▸ **What is being asked**
Print the listing below once more, unchanged.

________________________________________

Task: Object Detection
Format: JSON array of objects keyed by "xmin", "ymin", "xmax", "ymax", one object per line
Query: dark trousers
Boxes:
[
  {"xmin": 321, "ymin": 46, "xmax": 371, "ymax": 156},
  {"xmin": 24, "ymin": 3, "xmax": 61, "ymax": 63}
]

________________________________________

▸ **Exercise solution**
Task: Object Detection
Format: JSON array of objects keyed by "xmin", "ymin", "xmax", "ymax", one object per line
Query: dark trousers
Boxes:
[
  {"xmin": 321, "ymin": 46, "xmax": 371, "ymax": 156},
  {"xmin": 24, "ymin": 3, "xmax": 61, "ymax": 63}
]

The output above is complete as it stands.